The RGDSW coarse space is constructed similarly. However, in general, we only obtain one basis function for each vertex, resulting in a much smaller dimension of the coarse space; cf. [5] and, for more details on the parallel implementation in FROSch, [7, 12]. The reduction of the coarse space dimension can also be seen in Table 1. There are several variants of RGDSW coarse spaces, which differ in a scaling of the interface degrees of freedom. Here, we will only consider the most algebraic variant, which is denoted as Option 1 in [5]; cf. [7] for a detailed description of our implementation of Option 1 of the RGDSW coarse space.

Table 1 Comparison of coarse matrix sizes for a structured domain decomposition and the approximated subdomain maps for a P1 (H∕h = 21) and P2 (H∕h = 9) discretization

In our numerical simulations, we will also employ the recycling strategies presented in [7]. We always reuse the symbolic factorizations from previous time or Newton iterations. Moreover, we reuse the coarse space from previous iterations and, for the dynamic problem, additionally the coarse matrix. Furthermore, as in [7], we always use a scaled first level operator with overlap δ = 1h.

3 Fully Algebraic Construction of GDSW and RGDSW Coarse Spaces

As previously described, the construction of GDSW and RGDSW coarse spaces for elasticity problems requires both the domain decomposition interface and the null space of the operator, i.e., the rigid body motions. Here, we describe how we construct the coarse space if this information is not available.

» RECORDS SHOWN
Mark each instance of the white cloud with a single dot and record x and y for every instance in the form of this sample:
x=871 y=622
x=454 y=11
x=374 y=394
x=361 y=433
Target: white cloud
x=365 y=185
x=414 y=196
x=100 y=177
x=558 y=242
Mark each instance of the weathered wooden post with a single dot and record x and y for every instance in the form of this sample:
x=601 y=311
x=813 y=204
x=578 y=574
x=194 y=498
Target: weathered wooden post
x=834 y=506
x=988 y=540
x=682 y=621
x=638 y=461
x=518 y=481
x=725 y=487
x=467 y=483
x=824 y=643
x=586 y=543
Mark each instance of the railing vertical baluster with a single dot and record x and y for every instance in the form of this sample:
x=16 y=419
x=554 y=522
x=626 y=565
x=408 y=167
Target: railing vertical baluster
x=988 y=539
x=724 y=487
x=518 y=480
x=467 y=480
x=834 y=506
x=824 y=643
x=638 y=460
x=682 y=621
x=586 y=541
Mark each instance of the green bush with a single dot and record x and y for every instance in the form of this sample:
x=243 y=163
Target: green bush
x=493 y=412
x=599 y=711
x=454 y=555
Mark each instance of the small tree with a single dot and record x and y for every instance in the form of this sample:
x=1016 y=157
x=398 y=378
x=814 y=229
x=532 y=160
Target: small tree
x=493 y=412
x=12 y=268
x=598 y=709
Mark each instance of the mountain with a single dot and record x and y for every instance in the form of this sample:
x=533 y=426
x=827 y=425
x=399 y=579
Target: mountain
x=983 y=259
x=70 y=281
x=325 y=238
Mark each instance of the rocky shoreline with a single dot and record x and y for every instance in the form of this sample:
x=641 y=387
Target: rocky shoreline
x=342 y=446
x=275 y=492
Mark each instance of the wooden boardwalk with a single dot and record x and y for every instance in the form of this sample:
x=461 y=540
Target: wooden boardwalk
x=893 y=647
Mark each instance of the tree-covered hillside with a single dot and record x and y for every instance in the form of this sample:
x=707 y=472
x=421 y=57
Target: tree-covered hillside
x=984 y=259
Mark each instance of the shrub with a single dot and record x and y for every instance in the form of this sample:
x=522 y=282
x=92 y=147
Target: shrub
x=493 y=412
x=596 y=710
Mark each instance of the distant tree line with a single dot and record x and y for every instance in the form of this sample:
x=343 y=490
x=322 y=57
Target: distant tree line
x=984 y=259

» TASKS TO CARRY OUT
a – From the text on coarse spaces, copy the part starting with "In our numerical" and going on through "with overlap δ = 1h.".
b – In the rows, starting with the line with "Mark each instance of the weathered" and going on through the line with "x=596 y=710", change "Target" to "Object" wherever it appears. Give back only those lines, with nothing else changed.
The rows are unrelated to the text.

» THE RESPONSES
a –
In our numerical simulations, we will also employ the recycling strategies presented in [7]. We always reuse the symbolic factorizations from previous time or Newton iterations. Moreover, we reuse the coarse space from previous iterations and, for the dynamic problem, additionally the coarse matrix. Furthermore, as in [7], we always use a scaled first level operator with overlap δ = 1h.

b –
Mark each instance of the weathered wooden post with a single dot and record x and y for every instance in the form of this sample:
x=601 y=311
x=813 y=204
x=578 y=574
x=194 y=498
Object: weathered wooden post
x=834 y=506
x=988 y=540
x=682 y=621
x=638 y=461
x=518 y=481
x=725 y=487
x=467 y=483
x=824 y=643
x=586 y=543
Mark each instance of the railing vertical baluster with a single dot and record x and y for every instance in the form of this sample:
x=16 y=419
x=554 y=522
x=626 y=565
x=408 y=167
Object: railing vertical baluster
x=988 y=539
x=724 y=487
x=518 y=480
x=467 y=480
x=834 y=506
x=824 y=643
x=638 y=460
x=682 y=621
x=586 y=541
Mark each instance of the green bush with a single dot and record x and y for every instance in the form of this sample:
x=243 y=163
Object: green bush
x=493 y=412
x=599 y=711
x=454 y=555
Mark each instance of the small tree with a single dot and record x and y for every instance in the form of this sample:
x=1016 y=157
x=398 y=378
x=814 y=229
x=532 y=160
Object: small tree
x=493 y=412
x=12 y=268
x=598 y=709
Mark each instance of the mountain with a single dot and record x and y for every instance in the form of this sample:
x=533 y=426
x=827 y=425
x=399 y=579
Object: mountain
x=983 y=259
x=70 y=281
x=325 y=238
Mark each instance of the rocky shoreline with a single dot and record x and y for every instance in the form of this sample:
x=641 y=387
Object: rocky shoreline
x=342 y=446
x=275 y=492
Mark each instance of the wooden boardwalk with a single dot and record x and y for every instance in the form of this sample:
x=461 y=540
Object: wooden boardwalk
x=893 y=647
Mark each instance of the tree-covered hillside with a single dot and record x and y for every instance in the form of this sample:
x=707 y=472
x=421 y=57
Object: tree-covered hillside
x=984 y=259
Mark each instance of the shrub with a single dot and record x and y for every instance in the form of this sample:
x=522 y=282
x=92 y=147
Object: shrub
x=493 y=412
x=596 y=710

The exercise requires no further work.